→ Отрывок текста
◇ ◇ ◇ ◇
Вот здесь и надо было бы для доказательства или опровержения такого взгляда поднимать портовые документы предыдущих веков (если сохранились), сравнивать даты прибытия судов с зерном со вспышками танцев и т. д. То есть делать то, чем занимались шотландские историки, обнаружив, что сожжения ведьм в конце XVI века подозрительно совпадали с поставками ржи, а сами судебные процессы происходили недалеко от порта. Но на это, собственно, Тарсия и указывает — кто будет такими исследованиями заниматься, если сама возможность наличия эрготизма в Италии историками игнорируется априори? Поэтому мы еще долго будем слышать про религиозные секты и психогенные болезни.
Сам Тарсия обнаружил характерную ситуацию с вотивными дарами: очень существенный момент, не замеченный ранее другими исследователями. Автор рассматривает вопрос «забытого» эрготизма в Италии не через привычную призму тарантизма или даже культа бенанданти (который, впрочем, именно в контексте эрготизма тоже еще никем не изучался). Тарсия анализирует сельское хозяйство и диету в Южной Италии, подчеркивая чрезвычайно благоприятные условия для патологии, описывает местные традиции и магическо-религиозные последствия культа святого Антония. А также указывает на важность эрготизма в религии, поскольку «связанные с ним вотивные пожертвования превосходили по численности пожертвования всем другим святым в южной Италии в течение многих веков». Важно так же и наблюдение, что с упадком ордена св. Антония другие автохтонные святые начали выполнять те же самые функции, демонстрируя, что эрготизм продолжал оставаться серьезной проблемой Италии даже в XVIII веке.
◇ ◇ ◇ ◇
→ Исходный список
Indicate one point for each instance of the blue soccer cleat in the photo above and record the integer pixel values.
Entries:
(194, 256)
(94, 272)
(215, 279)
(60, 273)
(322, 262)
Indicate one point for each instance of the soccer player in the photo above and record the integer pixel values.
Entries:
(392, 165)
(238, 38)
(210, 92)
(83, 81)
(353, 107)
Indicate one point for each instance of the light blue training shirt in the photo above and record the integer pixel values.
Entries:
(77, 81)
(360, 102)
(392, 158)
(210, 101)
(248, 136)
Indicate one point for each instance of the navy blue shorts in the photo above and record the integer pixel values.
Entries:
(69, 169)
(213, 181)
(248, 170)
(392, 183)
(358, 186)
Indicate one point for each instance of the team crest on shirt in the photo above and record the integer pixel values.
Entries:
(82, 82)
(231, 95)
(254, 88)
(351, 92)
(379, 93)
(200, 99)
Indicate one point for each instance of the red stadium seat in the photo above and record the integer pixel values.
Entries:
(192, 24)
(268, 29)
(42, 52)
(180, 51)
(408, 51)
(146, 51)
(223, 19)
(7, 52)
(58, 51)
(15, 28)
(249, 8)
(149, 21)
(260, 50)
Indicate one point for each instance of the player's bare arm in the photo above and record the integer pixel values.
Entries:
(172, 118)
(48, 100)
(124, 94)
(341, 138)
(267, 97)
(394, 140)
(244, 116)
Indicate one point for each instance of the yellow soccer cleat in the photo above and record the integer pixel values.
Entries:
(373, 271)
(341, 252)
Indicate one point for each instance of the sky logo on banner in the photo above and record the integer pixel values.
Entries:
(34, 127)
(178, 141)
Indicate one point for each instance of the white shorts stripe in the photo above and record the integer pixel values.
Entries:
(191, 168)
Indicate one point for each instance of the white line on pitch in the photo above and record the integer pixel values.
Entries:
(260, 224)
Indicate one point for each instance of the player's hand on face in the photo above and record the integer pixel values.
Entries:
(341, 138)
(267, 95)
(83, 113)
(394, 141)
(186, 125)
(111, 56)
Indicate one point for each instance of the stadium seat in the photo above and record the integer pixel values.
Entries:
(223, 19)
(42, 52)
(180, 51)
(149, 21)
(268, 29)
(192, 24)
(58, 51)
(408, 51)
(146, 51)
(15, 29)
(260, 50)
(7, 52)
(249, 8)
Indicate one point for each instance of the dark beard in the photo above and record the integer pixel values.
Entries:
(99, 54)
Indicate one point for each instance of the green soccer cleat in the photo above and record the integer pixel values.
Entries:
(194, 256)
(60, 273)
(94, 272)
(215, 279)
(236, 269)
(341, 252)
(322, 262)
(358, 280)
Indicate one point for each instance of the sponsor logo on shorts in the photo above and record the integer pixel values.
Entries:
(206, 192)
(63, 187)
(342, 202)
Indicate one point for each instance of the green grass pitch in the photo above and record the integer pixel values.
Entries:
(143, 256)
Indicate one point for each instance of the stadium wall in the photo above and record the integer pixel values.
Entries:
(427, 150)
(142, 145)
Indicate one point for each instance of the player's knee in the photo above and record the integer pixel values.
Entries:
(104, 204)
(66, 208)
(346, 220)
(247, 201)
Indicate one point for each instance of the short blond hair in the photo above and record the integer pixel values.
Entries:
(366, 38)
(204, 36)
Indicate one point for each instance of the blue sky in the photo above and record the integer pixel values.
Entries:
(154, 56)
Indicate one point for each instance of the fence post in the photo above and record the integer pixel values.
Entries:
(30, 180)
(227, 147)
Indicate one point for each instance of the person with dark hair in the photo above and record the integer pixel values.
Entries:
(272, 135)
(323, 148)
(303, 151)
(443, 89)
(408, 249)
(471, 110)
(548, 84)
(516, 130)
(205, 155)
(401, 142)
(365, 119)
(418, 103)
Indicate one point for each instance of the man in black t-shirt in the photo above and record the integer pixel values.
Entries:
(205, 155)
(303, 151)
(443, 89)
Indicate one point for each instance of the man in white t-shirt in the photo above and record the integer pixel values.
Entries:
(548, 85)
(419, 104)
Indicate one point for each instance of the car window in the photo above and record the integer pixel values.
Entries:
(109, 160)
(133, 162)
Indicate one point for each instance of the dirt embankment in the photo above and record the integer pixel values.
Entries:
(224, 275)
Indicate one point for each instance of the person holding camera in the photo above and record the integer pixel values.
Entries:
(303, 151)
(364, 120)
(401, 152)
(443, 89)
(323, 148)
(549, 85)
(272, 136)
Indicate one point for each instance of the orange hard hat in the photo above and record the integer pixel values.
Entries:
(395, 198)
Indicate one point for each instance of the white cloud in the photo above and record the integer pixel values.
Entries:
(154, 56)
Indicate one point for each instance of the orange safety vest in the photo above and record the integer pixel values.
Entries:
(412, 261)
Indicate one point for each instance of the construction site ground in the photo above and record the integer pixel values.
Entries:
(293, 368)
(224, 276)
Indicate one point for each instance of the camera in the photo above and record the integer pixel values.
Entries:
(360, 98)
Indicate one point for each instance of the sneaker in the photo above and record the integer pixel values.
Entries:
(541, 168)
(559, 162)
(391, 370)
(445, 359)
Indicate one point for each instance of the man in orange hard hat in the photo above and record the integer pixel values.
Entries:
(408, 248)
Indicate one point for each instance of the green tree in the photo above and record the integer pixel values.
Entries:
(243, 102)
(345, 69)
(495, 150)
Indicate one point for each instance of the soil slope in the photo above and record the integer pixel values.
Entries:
◇ ◇ ◇ ◇
→ Что сделать
Допишите отрывок об эрготизме в Италии, начав сразу после его последнего предложения.

→ Ответ
Нельзя также игнорировать и фольклор, связанный с безумными плясками. Например, странное отношение к цветам, в частности к красному. Танцоры не только — как и при тарантелле, так и при пляске Витта — с одинаковым рвением прыгали в реки и колодцы (что естественно при гипертермии от эрготизма) и «приходили в экстатическое состояние даже при виде воды в кастрюле», но также, согласно хроникам, были неравнодушны к красному цвету. «Если доверять этой части записей Спеклина, — пишет Мидельфорт, — то паломничество к св. Витту в Холенштайн сопровождалось успешным применением святой воды и святого масла на специально подготовленные красные ботинки. И снова мы замечаем этот красный цвет, который, как и черный, вероятно, наиболее известен фольклористам, для которых кровавый оттенок часто означает здоровье и исцеление, любовь, огонь, радость, но также и дьявола, ведьму и волшебство, которым можно отразить дурной глаз».